■ **Given instruction**
Edit the lines below by replacing "pick planner" with "grasp planner" wherever it occurs, leaving all other text unchanged. Omit the pictures from your answer.
━━━ Records for this exercise
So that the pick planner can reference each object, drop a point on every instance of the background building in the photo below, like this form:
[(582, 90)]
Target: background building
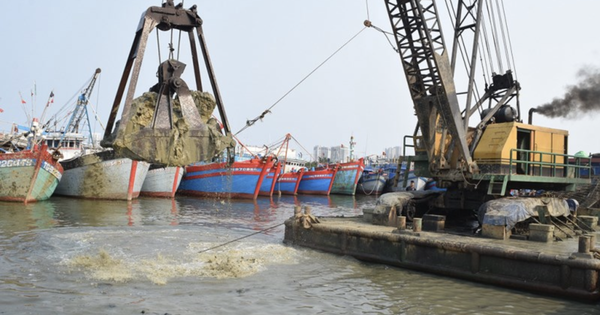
[(393, 153)]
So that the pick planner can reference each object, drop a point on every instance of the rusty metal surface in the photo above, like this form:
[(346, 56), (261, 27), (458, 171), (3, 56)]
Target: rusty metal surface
[(158, 142)]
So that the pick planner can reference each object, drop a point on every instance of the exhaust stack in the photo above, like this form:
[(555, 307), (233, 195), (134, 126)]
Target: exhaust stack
[(531, 111)]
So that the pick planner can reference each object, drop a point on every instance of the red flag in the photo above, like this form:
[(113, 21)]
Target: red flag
[(50, 99)]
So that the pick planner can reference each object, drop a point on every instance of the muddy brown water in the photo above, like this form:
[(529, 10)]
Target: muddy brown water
[(72, 256)]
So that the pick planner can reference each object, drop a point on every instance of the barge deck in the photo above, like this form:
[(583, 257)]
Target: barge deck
[(561, 268)]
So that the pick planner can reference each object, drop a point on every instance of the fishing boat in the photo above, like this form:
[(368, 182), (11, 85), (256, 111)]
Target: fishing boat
[(268, 184), (288, 183), (371, 182), (346, 178), (95, 172), (102, 175), (317, 181), (29, 175), (241, 179), (162, 181)]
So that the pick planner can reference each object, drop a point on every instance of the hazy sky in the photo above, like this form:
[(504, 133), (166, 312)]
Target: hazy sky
[(260, 49)]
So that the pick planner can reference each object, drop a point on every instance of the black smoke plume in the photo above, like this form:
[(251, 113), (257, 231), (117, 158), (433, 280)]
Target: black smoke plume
[(581, 98)]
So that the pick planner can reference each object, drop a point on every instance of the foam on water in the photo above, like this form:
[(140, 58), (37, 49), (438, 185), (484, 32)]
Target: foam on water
[(102, 258)]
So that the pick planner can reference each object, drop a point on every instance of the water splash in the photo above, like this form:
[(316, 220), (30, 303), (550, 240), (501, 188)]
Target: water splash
[(114, 265)]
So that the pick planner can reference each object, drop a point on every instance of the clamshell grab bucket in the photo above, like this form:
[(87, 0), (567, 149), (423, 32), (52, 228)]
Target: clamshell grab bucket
[(170, 124)]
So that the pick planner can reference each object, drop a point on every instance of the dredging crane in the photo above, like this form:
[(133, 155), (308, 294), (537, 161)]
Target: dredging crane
[(500, 153)]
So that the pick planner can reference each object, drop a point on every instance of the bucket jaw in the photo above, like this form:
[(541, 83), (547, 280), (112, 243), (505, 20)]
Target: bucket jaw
[(164, 126)]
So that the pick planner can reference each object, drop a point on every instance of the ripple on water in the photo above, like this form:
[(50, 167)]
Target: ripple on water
[(106, 257)]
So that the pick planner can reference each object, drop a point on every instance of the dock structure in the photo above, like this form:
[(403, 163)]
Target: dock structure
[(565, 269)]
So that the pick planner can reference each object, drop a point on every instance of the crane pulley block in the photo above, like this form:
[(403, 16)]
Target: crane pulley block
[(168, 125)]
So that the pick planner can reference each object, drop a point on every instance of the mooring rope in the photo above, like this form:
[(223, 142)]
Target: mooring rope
[(240, 238)]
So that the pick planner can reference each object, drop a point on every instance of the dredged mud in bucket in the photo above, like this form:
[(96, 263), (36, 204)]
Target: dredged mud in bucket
[(177, 146)]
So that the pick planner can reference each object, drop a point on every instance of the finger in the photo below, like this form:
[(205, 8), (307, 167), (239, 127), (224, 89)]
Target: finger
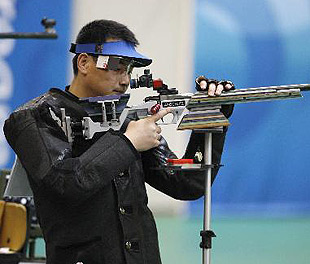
[(158, 129), (160, 115), (203, 85), (219, 89), (211, 89), (228, 86)]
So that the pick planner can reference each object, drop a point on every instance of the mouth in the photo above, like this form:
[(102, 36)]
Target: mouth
[(118, 91)]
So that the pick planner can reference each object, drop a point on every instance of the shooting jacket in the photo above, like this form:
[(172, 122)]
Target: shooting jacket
[(90, 197)]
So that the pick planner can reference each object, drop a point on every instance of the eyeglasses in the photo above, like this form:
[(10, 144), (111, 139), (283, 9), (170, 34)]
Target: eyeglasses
[(115, 63)]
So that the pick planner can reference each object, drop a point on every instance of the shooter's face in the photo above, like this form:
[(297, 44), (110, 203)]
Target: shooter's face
[(105, 82)]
━━━━━━
■ **Correct output**
So that the grasp planner can reference each object, drop a point on every instance of the background building in the photo below, like this form:
[(582, 90)]
Target: background building
[(393, 153)]
So that the grasp planner can reference each object, drop a point on every instance of the rusty metal surface in the photo above, like this form:
[(346, 56), (261, 27), (458, 171), (3, 56)]
Target: rusty metal surface
[(158, 142)]
So that the grasp planner can reference each object, drop a point on every instance of the exhaust stack in the photo above, like this form:
[(555, 307), (233, 195), (134, 126)]
Target: exhaust stack
[(531, 111)]
So that the grasp planner can reference each object, drop a point on every instance of the red flag in the photo above, like this form:
[(113, 21)]
Target: red flag
[(50, 99)]
So that the grasp planner can reference each object, drop a point on every instance of the muddy brown water in the photo above, like this form:
[(529, 10)]
Target: muddy brown water
[(72, 256)]
So that the grasp planner can reference each object, drop a point on every instance of the barge deck in the photo above, like this form:
[(583, 257)]
Target: barge deck
[(561, 268)]
So that the grasp planner can reference each object, drop a point on every instance of the fishing boat in the photo above, like this form:
[(368, 182), (11, 85), (256, 111)]
Target: fishing boat
[(268, 184), (288, 183), (371, 182), (346, 178), (95, 172), (102, 175), (317, 181), (29, 175), (241, 179), (162, 181)]
So that the grasp planner can reference each object, drop a point on every instance of the hazy sky in the photo above, like this form:
[(504, 133), (166, 312)]
Target: hazy sky
[(260, 49)]
So that the grasp planner can reference each object, drop a point on every instance of the black smoke plume in the photo above, like this form:
[(251, 113), (257, 231), (117, 158), (433, 280)]
Target: black smoke plume
[(581, 98)]
So that the grasp planner can reference each object, drop a point on every instance of the foam on water in the photo above, like this form:
[(140, 58), (37, 49), (438, 185), (484, 32)]
Target: foam on water
[(102, 258)]
So that the grasp planner can reference each object, drop a point on every instance of the water splash in the photo above, like this form:
[(316, 220), (30, 303), (550, 240), (501, 188)]
Target: water splash
[(114, 265)]
So that the grasp planner can reference each object, drop a point on every instance of the clamshell grab bucket in the photo above, like this form:
[(87, 0), (567, 149), (423, 32), (52, 228)]
Target: clamshell grab bucket
[(170, 124)]
So that the grasp planner can reference each object, drop a point on every instance of the dredging crane in the photo above, like this form:
[(133, 155), (308, 294), (537, 161)]
Target: dredging crane
[(500, 153)]
So that the grasp planner can reference each object, drop a point on every instance of the bucket jaw in the photo above, like this form:
[(541, 83), (547, 280), (112, 243), (505, 20)]
Target: bucket jaw
[(164, 126)]
So that the grasp planner can reference each object, drop a point on every instance of the ripple on water in the photo above, like this form:
[(50, 167)]
Target: ripple on water
[(106, 257)]
So that the grasp planner can reference each object, drop a point on every instance of the dock structure in the photo above, like this form:
[(403, 163)]
Target: dock structure
[(565, 269)]
So that the grasp planner can reference each object, drop a point on every instance of the crane pulley block in the photo above, like this form:
[(403, 16)]
Target: crane pulley block
[(168, 125)]
So that the grasp planner can reference each object, drop a point on every instance of the mooring rope in the photo above, like this form:
[(223, 142)]
Target: mooring rope
[(240, 238)]
So that the grasp planner can reference each object, drop a point on every instance of the dredged mud in bucket in the photo above, like this form:
[(96, 263), (36, 204)]
Target: dredged mud in bucket
[(177, 146)]
So that the grasp planner can reference each object, drop a point on every instance of the finger in the photo below, like this form:
[(205, 8), (307, 167), (239, 127), (224, 89)]
Target: finger
[(158, 129), (160, 115), (203, 85), (219, 89), (211, 89), (228, 86)]
So that the grasp planner can reference each object, drop a point on every instance of the mouth in the photo above, like this form:
[(102, 36)]
Target: mouth
[(118, 91)]
So that the grasp planner can reference each object, drop a point on every instance of the shooting jacket in the photo above, like this form:
[(172, 122)]
Target: shooting jacket
[(90, 197)]
So that the grasp planner can reference each object, drop a point on every instance of the eyeglasses in the photo above, like this form:
[(10, 144), (111, 139), (283, 9), (170, 34)]
Target: eyeglasses
[(115, 63)]
So that the grasp planner can reference each object, drop a point on every instance of the shooter's face in the photo above, like this form:
[(297, 44), (110, 203)]
Target: shooter's face
[(105, 82)]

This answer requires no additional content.